[BEGIN LISTED ENTRIES]
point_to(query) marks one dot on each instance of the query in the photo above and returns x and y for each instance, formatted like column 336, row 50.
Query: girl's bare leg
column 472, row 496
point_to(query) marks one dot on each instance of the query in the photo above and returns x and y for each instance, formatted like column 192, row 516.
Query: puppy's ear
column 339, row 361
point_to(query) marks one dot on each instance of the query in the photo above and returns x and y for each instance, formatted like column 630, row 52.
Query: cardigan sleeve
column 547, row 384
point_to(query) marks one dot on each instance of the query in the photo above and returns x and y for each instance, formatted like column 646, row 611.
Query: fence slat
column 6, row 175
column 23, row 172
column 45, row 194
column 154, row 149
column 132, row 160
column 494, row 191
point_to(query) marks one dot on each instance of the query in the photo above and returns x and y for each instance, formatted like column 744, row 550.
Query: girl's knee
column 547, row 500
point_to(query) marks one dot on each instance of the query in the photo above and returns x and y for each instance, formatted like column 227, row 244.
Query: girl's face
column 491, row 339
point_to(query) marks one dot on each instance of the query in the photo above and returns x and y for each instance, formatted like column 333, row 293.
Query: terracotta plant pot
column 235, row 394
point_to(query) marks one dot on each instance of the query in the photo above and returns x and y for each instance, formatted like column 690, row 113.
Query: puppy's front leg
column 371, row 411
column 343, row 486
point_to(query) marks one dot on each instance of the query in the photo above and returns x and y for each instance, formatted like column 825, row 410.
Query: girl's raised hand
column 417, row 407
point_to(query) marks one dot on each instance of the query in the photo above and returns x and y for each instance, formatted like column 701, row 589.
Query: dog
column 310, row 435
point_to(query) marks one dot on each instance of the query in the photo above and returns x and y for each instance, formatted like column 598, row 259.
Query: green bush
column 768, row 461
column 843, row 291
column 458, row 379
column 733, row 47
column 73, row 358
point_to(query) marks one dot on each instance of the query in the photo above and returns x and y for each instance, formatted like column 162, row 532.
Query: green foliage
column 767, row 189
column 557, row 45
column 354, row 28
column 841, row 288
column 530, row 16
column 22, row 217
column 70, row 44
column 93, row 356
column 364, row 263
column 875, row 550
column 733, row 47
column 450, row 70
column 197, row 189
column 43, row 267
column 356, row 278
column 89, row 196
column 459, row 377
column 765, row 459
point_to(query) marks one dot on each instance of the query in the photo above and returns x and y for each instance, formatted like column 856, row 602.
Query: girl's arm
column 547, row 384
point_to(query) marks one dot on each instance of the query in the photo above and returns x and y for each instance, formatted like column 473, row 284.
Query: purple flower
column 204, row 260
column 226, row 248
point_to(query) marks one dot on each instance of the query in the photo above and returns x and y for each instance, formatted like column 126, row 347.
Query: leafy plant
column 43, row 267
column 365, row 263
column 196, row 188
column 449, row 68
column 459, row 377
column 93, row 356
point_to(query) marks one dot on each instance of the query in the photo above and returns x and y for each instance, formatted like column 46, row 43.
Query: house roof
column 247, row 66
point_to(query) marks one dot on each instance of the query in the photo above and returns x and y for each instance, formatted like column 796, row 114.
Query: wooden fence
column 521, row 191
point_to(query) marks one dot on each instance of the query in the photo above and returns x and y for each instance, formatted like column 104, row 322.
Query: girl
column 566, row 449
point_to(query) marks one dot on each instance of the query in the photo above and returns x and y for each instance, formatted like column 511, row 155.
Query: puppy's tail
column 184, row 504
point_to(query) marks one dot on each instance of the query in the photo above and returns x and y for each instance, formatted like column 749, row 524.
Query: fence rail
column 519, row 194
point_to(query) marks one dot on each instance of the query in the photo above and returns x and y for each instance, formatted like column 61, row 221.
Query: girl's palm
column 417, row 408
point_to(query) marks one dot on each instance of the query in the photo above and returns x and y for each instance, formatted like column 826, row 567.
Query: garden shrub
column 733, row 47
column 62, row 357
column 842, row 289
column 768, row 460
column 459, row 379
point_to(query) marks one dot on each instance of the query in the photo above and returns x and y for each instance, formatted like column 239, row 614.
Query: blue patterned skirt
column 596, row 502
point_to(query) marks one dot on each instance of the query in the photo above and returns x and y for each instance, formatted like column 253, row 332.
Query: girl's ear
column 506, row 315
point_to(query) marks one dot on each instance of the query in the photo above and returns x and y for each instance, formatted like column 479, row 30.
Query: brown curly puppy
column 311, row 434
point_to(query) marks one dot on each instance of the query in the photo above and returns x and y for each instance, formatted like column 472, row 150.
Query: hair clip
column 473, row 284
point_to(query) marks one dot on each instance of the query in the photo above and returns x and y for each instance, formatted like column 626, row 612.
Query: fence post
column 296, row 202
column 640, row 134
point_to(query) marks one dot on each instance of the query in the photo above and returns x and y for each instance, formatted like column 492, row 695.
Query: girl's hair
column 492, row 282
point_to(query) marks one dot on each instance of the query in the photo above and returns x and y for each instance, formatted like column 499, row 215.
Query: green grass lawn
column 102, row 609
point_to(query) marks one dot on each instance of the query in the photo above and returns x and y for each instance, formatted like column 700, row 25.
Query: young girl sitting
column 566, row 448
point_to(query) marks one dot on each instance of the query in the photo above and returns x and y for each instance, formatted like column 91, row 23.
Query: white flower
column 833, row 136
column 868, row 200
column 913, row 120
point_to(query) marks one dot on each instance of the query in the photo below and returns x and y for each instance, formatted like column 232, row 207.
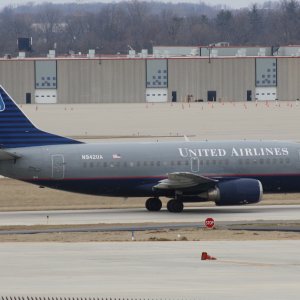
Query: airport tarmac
column 154, row 121
column 138, row 215
column 155, row 270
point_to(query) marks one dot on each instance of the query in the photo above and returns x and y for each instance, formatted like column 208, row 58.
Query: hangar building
column 213, row 73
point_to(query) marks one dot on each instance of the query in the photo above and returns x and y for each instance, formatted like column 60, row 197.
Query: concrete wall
column 231, row 78
column 98, row 81
column 122, row 80
column 288, row 78
column 17, row 77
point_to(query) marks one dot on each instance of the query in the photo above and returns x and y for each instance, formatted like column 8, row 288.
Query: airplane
column 226, row 172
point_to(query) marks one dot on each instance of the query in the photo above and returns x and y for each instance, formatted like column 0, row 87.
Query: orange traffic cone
column 205, row 256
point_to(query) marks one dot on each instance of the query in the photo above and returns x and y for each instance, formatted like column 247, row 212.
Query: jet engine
column 236, row 192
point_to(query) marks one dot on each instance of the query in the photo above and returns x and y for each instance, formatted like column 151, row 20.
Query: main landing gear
column 175, row 206
column 154, row 204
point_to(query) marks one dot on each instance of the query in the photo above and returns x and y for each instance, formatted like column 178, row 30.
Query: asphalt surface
column 132, row 216
column 160, row 270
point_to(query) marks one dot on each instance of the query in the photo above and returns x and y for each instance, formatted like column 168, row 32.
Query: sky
column 229, row 4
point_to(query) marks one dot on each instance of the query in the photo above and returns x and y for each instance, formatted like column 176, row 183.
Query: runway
column 155, row 270
column 131, row 216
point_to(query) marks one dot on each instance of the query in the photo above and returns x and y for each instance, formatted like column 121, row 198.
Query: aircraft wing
column 183, row 180
column 5, row 155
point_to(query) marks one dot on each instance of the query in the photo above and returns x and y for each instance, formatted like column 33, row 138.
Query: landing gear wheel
column 175, row 206
column 153, row 204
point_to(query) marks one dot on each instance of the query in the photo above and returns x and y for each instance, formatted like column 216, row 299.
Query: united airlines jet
column 226, row 172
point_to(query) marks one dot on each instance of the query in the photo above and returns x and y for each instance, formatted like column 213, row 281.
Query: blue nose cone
column 2, row 104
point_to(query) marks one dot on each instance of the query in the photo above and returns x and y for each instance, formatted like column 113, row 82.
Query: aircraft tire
column 153, row 204
column 175, row 206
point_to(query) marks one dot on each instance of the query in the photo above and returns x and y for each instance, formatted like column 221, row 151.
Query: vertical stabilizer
column 16, row 130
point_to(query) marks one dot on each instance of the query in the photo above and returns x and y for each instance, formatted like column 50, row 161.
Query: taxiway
column 131, row 216
column 155, row 270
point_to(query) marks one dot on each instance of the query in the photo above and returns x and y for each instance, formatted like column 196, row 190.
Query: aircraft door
column 58, row 166
column 195, row 164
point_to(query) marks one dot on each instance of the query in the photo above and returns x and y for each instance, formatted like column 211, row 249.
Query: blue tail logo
column 16, row 130
column 2, row 104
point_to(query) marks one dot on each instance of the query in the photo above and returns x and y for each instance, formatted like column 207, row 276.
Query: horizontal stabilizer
column 5, row 155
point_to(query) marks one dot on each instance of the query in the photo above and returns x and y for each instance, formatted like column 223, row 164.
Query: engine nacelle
column 236, row 192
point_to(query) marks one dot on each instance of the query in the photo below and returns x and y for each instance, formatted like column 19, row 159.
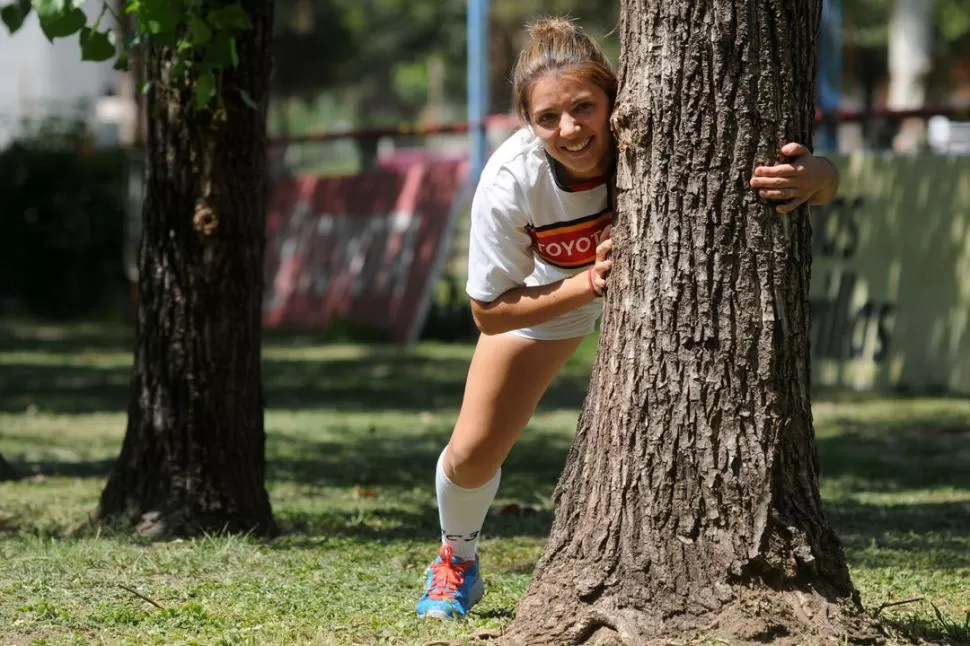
[END LISTED ENTRIES]
Arrange the records above as a numbered list, from the very first line down to and including the line that contains "column 73, row 358", and omit any blank lines.

▸ **ANSWER TO THIS EXERCISE**:
1. point_to(query) marks one dot on each instance of the query in the photo above and returns x and y for each instance, formatted like column 336, row 50.
2. Query: girl's bare leg
3. column 472, row 496
4. point_to(query) marks one dot on each instance of the query in the photo above and returns x and y for each instance, formatted like column 192, row 516.
5. Query: puppy's ear
6. column 339, row 361
7. point_to(query) marks one dot on each instance of the query in the photo above and returns x and y for each instance, formatted like column 630, row 52.
8. Query: cardigan sleeve
9. column 547, row 384
10. point_to(query) marks one dot on each instance of the query in the photo above and returns x and y for each instance, formatted like column 646, row 611.
11. Query: fence slat
12. column 6, row 175
13. column 23, row 172
14. column 45, row 194
15. column 154, row 149
16. column 132, row 160
17. column 494, row 191
18. point_to(query) marks one dot on each instance of the query in the photo above and returns x and y for each instance, formatted like column 744, row 550.
19. Query: girl's knee
20. column 547, row 500
21. point_to(query) marks one dot on each instance of the query in the photo above and returns x and y for each instance, formatted like column 227, row 244.
22. Query: girl's face
23. column 491, row 339
24. point_to(query) marks one dot on each instance of the query in the photo above and returns x and y for each instance, formatted like column 333, row 293.
25. Query: terracotta plant pot
26. column 235, row 394
27. point_to(query) marks one dot on each instance of the query in the photo above and returns x and y for each instance, formatted like column 690, row 113.
28. Query: puppy's front leg
29. column 371, row 411
30. column 343, row 486
31. point_to(query) marks one dot on each instance of the query in the photo above and returns x and y for each instance, formatted like column 825, row 410.
32. Query: girl's raised hand
33. column 417, row 407
34. point_to(query) marks one dot on each instance of the query in the photo above and returns x and y for each instance, formatted like column 701, row 589.
35. Query: dog
36. column 310, row 435
37. point_to(query) marks one dot on each instance of the query in the photo above and returns x and y for each instance, formatted like column 598, row 259.
38. Query: green bush
39. column 768, row 461
40. column 843, row 291
41. column 458, row 379
42. column 733, row 47
43. column 73, row 358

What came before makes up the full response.